### WHAT YOU ARE ASKED TO DO
All entries are to be copied exactly, with pictures removed.

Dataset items
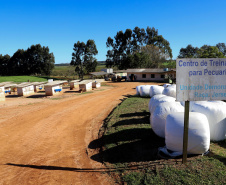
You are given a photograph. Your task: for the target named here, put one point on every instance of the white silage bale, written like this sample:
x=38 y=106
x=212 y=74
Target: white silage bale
x=161 y=100
x=155 y=89
x=191 y=103
x=138 y=90
x=158 y=118
x=145 y=90
x=170 y=90
x=216 y=115
x=198 y=133
x=166 y=85
x=153 y=101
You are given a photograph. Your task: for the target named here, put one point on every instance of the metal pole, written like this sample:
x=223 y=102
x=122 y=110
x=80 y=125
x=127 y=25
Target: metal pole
x=186 y=126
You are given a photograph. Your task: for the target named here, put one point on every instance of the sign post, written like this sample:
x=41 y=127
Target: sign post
x=199 y=79
x=186 y=126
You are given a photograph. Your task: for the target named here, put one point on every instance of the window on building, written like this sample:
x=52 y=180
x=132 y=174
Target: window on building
x=162 y=76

### WRITTEN SOLUTION
You are given a photograph. Your task: for the target named here, put one point on every instance of the white silage bale, written like this sample:
x=38 y=106
x=212 y=74
Target: white silage bale
x=161 y=100
x=155 y=89
x=191 y=103
x=138 y=90
x=158 y=118
x=145 y=90
x=170 y=90
x=216 y=115
x=198 y=133
x=166 y=85
x=153 y=101
You are given a photograph. Your task: for the target named here, put one point on every instance of the metal pole, written like this sample:
x=223 y=102
x=122 y=110
x=80 y=125
x=127 y=25
Target: metal pole
x=186 y=126
You are given a photograph. Your task: for the target named here, put one point on every instance of the sign post, written like this sample:
x=41 y=127
Target: sign post
x=199 y=79
x=186 y=126
You are given a photograph. Your task: for the target named here, put one point on every instance of the window on building, written like this sample:
x=52 y=180
x=132 y=174
Target: window on building
x=162 y=76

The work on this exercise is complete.